> Problem details
Rewrite the rows from the line that contains "job: trace every instance of the pointed" through the end of the rows, swapping "steeple" for "spire" and leaving everything else unchanged.

┌──

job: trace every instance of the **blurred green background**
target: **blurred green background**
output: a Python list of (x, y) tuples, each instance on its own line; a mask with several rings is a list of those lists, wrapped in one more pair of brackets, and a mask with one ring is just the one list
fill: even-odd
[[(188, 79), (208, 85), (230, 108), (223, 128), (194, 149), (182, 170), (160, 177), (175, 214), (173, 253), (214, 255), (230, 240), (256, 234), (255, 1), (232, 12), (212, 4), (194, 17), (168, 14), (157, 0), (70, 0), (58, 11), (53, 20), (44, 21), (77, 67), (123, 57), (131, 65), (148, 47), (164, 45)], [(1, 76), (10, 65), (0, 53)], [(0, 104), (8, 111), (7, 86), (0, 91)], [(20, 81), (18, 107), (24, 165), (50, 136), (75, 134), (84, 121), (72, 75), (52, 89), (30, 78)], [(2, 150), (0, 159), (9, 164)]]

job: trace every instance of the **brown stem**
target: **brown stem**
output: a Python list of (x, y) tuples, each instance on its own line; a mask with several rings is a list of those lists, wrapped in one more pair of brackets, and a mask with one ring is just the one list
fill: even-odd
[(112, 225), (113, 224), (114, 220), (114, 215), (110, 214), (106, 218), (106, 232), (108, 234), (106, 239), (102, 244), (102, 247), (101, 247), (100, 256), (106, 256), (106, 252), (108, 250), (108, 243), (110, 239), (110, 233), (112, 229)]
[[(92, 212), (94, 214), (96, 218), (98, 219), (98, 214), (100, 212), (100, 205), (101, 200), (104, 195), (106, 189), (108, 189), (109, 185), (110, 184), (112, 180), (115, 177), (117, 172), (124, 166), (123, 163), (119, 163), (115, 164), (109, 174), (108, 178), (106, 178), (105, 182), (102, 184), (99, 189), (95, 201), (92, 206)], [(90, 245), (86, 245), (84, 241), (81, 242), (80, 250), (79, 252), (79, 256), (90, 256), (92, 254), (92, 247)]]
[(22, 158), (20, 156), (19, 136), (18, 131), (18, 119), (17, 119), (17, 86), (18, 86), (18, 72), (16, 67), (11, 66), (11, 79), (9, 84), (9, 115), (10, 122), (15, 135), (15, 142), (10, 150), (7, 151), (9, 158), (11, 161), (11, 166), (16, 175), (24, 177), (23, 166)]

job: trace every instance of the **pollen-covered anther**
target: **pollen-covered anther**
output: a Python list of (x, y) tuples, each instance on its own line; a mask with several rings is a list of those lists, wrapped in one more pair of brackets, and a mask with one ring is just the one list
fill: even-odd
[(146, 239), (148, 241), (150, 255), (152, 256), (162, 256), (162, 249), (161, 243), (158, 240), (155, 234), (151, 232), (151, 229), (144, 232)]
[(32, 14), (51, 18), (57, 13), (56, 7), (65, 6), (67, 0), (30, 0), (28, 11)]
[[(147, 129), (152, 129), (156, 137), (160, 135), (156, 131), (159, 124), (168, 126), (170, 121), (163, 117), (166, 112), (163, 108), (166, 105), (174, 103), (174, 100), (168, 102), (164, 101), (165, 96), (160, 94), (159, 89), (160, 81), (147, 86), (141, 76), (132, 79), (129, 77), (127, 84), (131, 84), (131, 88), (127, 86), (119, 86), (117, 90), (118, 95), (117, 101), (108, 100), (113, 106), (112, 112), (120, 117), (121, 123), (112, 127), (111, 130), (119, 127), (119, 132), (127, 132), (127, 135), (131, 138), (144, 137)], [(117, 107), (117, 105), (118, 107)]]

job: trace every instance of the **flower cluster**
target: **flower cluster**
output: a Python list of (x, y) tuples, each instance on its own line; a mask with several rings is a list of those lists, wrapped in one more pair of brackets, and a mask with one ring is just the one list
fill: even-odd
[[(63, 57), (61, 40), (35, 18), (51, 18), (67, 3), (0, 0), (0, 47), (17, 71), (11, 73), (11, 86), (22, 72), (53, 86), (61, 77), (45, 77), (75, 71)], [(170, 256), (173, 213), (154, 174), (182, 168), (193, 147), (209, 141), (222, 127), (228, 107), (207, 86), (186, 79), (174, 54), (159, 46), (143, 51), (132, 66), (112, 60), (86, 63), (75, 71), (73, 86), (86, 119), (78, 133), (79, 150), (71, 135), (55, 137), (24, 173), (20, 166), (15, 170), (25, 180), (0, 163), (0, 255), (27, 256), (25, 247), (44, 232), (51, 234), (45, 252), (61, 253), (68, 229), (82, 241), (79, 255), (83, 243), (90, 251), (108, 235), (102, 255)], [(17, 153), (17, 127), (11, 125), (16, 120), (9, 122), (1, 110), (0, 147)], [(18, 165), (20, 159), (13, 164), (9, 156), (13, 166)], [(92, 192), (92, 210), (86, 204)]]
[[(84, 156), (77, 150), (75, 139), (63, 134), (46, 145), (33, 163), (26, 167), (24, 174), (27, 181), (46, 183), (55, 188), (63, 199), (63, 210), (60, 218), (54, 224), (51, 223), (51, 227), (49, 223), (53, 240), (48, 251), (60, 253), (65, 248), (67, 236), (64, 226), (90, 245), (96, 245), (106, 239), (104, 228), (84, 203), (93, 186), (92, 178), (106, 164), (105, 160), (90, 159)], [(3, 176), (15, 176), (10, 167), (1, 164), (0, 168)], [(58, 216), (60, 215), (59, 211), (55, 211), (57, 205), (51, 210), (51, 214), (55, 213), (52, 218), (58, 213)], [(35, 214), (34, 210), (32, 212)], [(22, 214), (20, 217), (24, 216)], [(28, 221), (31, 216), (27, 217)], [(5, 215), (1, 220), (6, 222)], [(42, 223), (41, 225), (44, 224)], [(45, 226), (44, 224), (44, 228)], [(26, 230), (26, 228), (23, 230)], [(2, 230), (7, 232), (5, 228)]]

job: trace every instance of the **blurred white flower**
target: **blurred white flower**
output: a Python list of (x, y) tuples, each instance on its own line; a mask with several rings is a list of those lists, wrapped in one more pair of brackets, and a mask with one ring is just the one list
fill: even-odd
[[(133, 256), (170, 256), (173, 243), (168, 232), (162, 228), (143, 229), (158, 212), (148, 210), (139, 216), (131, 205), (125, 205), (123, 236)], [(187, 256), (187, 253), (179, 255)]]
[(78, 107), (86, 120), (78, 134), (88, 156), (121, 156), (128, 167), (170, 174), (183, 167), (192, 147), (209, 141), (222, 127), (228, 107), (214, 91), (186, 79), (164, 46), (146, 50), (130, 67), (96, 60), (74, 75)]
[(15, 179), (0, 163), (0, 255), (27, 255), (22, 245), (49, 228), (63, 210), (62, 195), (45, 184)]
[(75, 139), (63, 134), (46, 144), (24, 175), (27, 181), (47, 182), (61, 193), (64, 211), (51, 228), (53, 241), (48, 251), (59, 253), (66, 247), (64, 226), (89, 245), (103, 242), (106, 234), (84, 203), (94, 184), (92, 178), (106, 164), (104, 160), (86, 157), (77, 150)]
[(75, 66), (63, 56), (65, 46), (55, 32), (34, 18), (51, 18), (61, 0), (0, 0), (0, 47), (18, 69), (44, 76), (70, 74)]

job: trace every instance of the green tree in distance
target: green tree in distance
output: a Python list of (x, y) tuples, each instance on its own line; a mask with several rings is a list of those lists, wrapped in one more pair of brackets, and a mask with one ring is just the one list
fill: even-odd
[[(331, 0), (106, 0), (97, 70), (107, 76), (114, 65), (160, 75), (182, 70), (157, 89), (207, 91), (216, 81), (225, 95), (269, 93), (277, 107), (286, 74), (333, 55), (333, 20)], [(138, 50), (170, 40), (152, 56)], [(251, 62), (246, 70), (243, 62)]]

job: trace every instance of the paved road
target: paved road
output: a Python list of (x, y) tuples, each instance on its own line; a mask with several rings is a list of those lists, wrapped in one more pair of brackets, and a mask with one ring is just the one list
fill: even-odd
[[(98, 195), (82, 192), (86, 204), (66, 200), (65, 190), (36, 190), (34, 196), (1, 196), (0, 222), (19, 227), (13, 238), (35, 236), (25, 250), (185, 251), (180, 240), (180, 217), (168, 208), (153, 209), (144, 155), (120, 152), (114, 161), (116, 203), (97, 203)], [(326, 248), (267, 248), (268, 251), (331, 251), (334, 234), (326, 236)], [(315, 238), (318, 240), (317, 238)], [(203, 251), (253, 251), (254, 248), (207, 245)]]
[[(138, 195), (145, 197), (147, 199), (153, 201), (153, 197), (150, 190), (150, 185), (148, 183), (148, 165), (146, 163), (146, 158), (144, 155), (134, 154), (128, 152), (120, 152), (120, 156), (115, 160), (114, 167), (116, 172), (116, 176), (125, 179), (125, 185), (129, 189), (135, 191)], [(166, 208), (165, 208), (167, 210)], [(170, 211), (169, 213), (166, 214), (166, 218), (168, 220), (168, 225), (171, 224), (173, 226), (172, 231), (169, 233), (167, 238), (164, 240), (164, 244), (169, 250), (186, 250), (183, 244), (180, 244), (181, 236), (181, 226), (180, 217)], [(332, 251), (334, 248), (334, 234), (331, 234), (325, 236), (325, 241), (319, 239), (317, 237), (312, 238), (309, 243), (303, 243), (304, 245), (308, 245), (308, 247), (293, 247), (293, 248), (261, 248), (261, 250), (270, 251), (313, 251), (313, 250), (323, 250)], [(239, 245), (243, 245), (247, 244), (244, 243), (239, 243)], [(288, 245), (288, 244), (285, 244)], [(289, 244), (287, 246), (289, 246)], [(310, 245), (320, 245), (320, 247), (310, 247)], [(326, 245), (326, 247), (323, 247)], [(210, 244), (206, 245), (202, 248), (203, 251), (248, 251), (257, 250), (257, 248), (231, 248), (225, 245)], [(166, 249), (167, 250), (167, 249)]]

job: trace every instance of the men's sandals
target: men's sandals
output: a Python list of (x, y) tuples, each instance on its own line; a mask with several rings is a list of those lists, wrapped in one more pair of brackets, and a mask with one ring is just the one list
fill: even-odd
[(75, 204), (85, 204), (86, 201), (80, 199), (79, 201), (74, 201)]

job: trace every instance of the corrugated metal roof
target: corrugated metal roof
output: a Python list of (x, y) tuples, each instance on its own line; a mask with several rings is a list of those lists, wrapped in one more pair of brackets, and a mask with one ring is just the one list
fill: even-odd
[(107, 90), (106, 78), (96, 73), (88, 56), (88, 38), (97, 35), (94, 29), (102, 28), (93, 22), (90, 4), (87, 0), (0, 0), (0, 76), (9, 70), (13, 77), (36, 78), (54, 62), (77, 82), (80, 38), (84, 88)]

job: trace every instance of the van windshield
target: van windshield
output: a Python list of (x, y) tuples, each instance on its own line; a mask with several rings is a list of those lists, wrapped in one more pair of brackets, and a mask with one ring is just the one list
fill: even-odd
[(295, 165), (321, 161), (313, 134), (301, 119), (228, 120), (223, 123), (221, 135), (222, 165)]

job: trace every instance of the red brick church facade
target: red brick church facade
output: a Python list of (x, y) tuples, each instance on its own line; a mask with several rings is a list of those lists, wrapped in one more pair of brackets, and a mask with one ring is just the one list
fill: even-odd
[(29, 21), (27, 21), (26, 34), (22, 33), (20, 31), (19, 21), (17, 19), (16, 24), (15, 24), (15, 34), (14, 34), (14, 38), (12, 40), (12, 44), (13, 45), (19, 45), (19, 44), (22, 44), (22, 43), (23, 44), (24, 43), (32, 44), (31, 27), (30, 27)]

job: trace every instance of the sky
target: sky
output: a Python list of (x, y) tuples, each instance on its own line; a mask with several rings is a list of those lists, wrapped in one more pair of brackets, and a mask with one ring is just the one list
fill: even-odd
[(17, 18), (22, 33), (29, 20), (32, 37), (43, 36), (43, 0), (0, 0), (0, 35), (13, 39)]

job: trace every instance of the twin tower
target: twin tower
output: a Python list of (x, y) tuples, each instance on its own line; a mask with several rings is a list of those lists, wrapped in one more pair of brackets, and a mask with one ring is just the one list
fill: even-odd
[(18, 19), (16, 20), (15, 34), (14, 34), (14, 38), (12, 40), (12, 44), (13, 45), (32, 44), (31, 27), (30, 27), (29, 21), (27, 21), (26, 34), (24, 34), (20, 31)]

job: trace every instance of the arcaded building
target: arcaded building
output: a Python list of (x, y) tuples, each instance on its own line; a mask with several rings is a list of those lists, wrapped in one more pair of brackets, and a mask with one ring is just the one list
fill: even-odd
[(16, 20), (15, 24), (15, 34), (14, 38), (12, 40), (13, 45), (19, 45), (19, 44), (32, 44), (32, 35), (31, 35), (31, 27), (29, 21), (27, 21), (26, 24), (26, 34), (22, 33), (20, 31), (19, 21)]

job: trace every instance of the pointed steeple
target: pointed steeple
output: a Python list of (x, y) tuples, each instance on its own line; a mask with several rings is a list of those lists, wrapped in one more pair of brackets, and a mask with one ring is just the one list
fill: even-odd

└──

> Completed exercise
job: trace every instance of the pointed spire
target: pointed spire
output: a Python list of (x, y) tuples, each instance on its own line; a mask with several rings is a list of those lists, wrapped in one more pair of brackets, and a mask with one ring is just the one list
fill: even-odd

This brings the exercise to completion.